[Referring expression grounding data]
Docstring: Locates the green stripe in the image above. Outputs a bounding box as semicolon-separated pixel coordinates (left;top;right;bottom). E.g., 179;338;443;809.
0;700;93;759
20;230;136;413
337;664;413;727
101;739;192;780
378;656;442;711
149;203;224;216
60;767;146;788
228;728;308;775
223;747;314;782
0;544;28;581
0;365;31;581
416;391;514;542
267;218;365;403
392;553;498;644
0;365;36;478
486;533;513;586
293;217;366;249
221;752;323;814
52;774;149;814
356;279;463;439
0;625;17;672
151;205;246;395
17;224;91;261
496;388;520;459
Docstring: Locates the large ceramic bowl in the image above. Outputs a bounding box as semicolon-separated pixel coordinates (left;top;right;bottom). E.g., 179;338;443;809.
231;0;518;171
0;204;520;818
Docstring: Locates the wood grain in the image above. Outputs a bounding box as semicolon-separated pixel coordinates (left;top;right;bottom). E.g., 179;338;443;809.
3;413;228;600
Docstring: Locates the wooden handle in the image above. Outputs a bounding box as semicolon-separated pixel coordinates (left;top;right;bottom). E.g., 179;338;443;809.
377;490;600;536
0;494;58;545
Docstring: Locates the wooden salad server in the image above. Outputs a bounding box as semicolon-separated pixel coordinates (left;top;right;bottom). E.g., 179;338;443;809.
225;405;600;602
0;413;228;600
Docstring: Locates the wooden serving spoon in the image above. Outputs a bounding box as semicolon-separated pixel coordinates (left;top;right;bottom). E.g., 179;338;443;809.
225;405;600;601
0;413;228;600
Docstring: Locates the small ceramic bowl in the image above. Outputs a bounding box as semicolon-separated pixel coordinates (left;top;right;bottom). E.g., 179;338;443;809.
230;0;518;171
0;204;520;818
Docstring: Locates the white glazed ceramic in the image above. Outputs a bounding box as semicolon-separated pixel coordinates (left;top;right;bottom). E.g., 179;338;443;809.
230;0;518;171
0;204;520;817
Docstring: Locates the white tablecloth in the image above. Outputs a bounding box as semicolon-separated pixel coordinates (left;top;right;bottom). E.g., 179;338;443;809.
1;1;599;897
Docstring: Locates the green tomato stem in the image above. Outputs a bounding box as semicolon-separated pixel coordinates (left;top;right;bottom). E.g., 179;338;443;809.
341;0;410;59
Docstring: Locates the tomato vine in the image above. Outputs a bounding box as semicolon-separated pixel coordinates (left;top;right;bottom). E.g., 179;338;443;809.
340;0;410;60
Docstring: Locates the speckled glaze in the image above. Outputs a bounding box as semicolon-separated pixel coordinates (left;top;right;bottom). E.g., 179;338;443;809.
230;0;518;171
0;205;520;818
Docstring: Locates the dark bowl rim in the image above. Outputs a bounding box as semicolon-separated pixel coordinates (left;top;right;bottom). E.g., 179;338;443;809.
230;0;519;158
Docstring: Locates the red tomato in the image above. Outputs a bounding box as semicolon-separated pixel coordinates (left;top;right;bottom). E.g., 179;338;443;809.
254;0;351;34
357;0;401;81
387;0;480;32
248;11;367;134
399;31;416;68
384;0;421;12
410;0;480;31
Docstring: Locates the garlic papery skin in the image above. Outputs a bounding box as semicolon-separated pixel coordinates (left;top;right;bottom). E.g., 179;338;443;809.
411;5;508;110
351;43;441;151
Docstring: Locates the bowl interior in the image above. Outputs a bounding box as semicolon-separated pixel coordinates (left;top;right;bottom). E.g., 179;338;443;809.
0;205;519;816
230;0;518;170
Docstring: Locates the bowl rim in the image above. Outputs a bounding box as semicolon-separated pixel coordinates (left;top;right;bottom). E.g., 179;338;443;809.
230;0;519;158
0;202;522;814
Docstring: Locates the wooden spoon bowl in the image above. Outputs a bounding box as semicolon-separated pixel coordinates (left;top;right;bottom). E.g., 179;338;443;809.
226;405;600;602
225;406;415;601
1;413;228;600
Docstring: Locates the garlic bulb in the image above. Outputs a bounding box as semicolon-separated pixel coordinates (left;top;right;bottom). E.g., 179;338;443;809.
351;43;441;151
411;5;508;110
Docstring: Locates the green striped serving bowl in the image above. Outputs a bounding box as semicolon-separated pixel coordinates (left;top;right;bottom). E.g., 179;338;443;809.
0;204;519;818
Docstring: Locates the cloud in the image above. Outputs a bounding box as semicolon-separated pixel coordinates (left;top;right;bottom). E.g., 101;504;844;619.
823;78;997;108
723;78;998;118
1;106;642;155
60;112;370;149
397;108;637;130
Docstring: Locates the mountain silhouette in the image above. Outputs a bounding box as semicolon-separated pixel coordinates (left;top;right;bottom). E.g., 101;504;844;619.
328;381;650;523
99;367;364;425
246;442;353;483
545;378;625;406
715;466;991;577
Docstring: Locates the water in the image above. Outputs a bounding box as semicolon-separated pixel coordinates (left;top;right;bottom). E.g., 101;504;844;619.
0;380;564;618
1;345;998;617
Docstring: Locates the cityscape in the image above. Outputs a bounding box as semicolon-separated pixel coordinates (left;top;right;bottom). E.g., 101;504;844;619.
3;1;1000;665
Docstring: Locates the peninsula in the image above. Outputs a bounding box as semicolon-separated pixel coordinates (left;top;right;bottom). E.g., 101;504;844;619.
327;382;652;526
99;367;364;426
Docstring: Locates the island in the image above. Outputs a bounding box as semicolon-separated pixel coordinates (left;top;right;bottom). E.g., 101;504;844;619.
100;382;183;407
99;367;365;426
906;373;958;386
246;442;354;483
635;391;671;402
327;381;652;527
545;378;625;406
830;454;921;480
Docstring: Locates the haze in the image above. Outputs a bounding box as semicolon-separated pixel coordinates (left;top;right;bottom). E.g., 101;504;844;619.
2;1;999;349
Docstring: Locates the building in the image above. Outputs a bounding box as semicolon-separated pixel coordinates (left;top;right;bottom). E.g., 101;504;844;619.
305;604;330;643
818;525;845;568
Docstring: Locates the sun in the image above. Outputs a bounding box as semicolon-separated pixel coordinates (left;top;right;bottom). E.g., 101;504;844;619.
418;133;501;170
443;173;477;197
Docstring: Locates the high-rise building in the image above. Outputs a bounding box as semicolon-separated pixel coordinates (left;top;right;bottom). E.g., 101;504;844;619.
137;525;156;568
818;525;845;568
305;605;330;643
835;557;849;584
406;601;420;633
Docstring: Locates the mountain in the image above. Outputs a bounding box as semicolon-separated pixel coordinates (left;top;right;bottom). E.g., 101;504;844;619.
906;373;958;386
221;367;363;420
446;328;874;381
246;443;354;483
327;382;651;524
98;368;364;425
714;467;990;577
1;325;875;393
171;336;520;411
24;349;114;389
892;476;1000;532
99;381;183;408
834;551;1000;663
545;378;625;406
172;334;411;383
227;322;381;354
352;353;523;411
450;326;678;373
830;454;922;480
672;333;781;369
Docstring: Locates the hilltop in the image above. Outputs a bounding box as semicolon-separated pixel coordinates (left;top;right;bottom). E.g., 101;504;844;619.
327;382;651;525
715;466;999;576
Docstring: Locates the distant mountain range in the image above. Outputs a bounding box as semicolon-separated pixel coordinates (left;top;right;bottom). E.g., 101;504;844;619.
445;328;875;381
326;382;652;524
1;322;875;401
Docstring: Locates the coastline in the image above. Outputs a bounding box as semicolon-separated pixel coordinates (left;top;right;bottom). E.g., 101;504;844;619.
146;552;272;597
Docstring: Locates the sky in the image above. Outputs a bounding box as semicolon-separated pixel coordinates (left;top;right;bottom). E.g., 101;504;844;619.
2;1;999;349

...

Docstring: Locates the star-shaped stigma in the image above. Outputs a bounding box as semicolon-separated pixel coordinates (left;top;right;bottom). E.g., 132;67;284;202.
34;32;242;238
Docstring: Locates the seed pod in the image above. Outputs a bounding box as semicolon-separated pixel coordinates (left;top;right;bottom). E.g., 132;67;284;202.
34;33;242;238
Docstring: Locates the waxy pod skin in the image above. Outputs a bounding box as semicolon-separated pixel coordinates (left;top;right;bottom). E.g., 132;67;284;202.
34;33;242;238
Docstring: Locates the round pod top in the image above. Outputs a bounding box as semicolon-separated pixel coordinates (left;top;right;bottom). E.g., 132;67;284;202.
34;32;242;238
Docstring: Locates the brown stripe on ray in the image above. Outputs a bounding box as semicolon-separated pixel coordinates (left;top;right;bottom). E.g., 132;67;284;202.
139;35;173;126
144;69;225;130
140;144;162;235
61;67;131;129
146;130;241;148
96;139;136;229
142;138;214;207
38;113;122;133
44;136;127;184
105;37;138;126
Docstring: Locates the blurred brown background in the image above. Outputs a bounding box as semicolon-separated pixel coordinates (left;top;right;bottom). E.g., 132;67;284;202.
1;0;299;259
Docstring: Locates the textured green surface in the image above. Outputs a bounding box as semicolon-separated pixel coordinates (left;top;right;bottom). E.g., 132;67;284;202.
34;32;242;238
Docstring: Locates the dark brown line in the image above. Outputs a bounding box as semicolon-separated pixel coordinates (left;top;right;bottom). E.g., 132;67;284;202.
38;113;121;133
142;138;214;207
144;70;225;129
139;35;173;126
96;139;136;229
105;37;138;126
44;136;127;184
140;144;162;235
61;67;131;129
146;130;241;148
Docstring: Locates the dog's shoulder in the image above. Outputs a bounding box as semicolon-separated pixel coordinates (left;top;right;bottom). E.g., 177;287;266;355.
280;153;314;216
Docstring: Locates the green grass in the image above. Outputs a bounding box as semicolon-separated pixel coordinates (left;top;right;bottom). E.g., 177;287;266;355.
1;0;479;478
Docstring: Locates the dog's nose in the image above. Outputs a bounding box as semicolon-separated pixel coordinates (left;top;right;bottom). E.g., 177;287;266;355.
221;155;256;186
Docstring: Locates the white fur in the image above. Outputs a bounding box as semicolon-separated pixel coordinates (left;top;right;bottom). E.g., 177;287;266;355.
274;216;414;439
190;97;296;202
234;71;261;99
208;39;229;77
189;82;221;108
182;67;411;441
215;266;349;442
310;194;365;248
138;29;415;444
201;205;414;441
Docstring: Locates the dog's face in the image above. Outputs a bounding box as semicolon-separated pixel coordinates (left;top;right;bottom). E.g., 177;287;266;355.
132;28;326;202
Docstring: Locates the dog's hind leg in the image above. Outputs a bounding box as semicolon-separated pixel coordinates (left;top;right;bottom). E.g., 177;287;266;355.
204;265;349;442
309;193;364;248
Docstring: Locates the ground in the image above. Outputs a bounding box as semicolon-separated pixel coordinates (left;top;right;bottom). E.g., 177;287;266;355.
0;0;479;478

...

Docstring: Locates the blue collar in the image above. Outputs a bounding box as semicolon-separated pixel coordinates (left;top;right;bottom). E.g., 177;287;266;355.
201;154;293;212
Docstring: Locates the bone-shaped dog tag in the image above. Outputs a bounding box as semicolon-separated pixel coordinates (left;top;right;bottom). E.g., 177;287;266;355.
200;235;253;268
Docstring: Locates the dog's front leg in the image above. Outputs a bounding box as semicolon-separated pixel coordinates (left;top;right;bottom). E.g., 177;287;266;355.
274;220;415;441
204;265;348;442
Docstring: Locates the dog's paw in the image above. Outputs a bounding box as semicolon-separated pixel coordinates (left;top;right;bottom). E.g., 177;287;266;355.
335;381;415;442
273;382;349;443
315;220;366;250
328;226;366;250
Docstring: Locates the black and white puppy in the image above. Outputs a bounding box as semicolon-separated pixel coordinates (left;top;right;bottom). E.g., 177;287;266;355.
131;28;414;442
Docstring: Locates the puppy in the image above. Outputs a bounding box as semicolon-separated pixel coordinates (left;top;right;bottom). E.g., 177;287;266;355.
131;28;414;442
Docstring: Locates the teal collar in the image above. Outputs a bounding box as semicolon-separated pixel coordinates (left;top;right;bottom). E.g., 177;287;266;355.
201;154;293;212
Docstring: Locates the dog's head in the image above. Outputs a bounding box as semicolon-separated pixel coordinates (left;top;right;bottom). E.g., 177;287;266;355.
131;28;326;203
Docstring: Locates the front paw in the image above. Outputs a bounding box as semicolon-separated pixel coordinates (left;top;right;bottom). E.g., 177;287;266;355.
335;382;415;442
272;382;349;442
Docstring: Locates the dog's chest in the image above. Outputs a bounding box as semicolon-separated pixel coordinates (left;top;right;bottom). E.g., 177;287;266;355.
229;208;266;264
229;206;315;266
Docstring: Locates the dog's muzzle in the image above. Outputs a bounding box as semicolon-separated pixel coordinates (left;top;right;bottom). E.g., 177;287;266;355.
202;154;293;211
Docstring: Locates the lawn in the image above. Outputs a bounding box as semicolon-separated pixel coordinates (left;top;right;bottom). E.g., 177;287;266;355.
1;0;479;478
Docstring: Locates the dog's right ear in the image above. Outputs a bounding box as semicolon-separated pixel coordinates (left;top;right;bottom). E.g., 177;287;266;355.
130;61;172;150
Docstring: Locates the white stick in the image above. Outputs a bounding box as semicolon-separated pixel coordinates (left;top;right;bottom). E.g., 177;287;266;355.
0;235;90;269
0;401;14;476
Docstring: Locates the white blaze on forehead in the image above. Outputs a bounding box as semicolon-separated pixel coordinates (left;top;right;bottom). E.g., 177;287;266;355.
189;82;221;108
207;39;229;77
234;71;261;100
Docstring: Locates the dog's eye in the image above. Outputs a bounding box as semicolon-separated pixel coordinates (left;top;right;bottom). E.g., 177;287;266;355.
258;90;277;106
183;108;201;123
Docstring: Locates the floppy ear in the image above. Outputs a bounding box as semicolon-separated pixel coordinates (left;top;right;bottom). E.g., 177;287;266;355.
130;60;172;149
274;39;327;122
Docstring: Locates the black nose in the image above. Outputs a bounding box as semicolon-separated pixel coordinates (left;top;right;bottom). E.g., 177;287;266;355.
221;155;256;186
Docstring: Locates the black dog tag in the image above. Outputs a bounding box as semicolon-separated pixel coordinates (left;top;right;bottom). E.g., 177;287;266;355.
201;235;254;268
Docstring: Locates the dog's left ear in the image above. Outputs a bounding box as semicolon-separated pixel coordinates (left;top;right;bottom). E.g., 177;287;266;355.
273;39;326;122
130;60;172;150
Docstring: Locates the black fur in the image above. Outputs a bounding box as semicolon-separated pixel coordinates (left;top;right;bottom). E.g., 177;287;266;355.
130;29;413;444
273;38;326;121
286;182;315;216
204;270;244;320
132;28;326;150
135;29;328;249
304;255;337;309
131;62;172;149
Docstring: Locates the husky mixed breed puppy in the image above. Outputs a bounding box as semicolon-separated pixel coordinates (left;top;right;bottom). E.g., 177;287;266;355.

To do — An exact copy of the lines above, from the one containing "Docstring: Locates the dog's left" down to the one containing "Docstring: Locates the husky" and including both, is the whole answer; retype it and nothing else.

Exercise result —
Docstring: Locates the dog's left ear in the image above. Outputs a bounding box as semicolon-separated pixel coordinates (left;top;right;bottom). E.g., 177;287;266;355.
273;39;326;122
130;60;172;150
Docstring: Locates the black fur in the image above. Outputs a bounding box as semicolon-separated pixel coordinates (left;top;right;bottom). E.g., 177;287;266;355.
130;29;413;444
273;38;326;121
286;182;315;216
204;270;244;320
132;28;326;150
135;29;328;249
304;255;337;309
131;62;172;149
Docstring: Locates the husky mixed breed puppy in the image above. Outputs a bounding box as semicolon-separated pixel coordinates (left;top;right;bottom). E.g., 177;287;266;355.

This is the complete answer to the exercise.